----- Texto del ejercicio -----

Contra los pronósticos de los “falsos profetas de la pospandemia” (Waisbord dixit), en esta crisis económica, el Estado se ve forzado a actuar en el marco del sistema económico vigente, a pesar de que al producir desigualdad y miseria, este sistema determina la diferente forma en la cual pobres y ricos enfrentan la tragedia. Por ello, el COVID-19 ha sido identificado como una enfermedad con implicaciones clasistas, cuyo sentido parece superar, sin embargo, lo inimaginable, puesto que los dueños del capital, que toman al Estado como agencia de defensa de sus intereses, vienen cabildeando a su favor con más ahínco en esta coyuntura; tanto que resulta determinante el rol que juegue la clase política.

En ese sentido, México y Bolivia, los dos países con las tasas más altas de informalidad en la región (60% y 80%, respectivamente), por cuya razón sus gobiernos deberían focalizar sus políticas, actúan de modo diferente, porque mientras el Gobierno mexicano niega disponer cualquier tipo de medida que favorezca a las grandes empresas, basándose en el principio de separación de lo político y lo económico, cuya relación considera la fuente histórica de la corrupción y de desfalco al país; en Bolivia, quienes facilitaron la instauración de un gobierno de facto dejaron tan debilitado al Estado que hoy los grupos de poder económico encuentran sus puertas abiertas.

Las cámaras empresariales, que dicen ocupar el 20% de la mano de obra disponible, están determinando las medidas económicas que dicta el Gobierno. Mientras que en México aquella decisión se justifica a partir de una concepción sobre el desarrollo centrada en el no endeudamiento del Estado y la atención de los más necesitados, no de una minoría que ocuparía solo el 25% de la población económicamente activa, en un país en el que la pobreza afecta a más de 65 millones de personas.

Es más, con el fin de beneficiar a pequeños empresarios, el Gobierno exigió a las grandes empresas el pago de impuestos adeudados, lo que provocó la furibunda reacción de los concejos patronales que, lanzados al ataque en contra del presidente López Obrador, desvelaron tentaciones golpistas. Como el acuerdo que firmaron con el BID Invest para, a través del Banco de México, obtener diferentes apoyos. Rebasado, y dada la autonomía de este organismo, el Gobierno no tuvo más que advertir la vigilancia de esos recursos para que no sean convertidos en deuda pública. En cambio, a partir de una “donación” para “fortalecer la lucha contra la pandemia”, los grandes empresarios en Bolivia, lobby mediático de por medio, urgieron al Gobierno a asumir una “economía de guerra”, presentando para ello proyectos de decreto que fueron emitidos casi en su integridad, como lo muestra la prensa escrita.

-----

Conjunto de tareas
(1) ¿Qué tasa de informalidad atribuye el texto a México y cuál a Bolivia?
(2) Copia del texto, sin ningún cambio, el fragmento que arranca en las palabras "Contra los pronósticos" y acaba después de "la clase política.".
Responde basándote únicamente en el texto.

----- Datos registrados -----

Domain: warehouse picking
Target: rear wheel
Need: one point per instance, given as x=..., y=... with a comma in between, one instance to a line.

-----

Respuestas por tarea
(1) México, 60%; Bolivia, 80%.

(2)
Contra los pronósticos de los “falsos profetas de la pospandemia” (Waisbord dixit), en esta crisis económica, el Estado se ve forzado a actuar en el marco del sistema económico vigente, a pesar de que al producir desigualdad y miseria, este sistema determina la diferente forma en la cual pobres y ricos enfrentan la tragedia. Por ello, el COVID-19 ha sido identificado como una enfermedad con implicaciones clasistas, cuyo sentido parece superar, sin embargo, lo inimaginable, puesto que los dueños del capital, que toman al Estado como agencia de defensa de sus intereses, vienen cabildeando a su favor con más ahínco en esta coyuntura; tanto que resulta determinante el rol que juegue la clase política.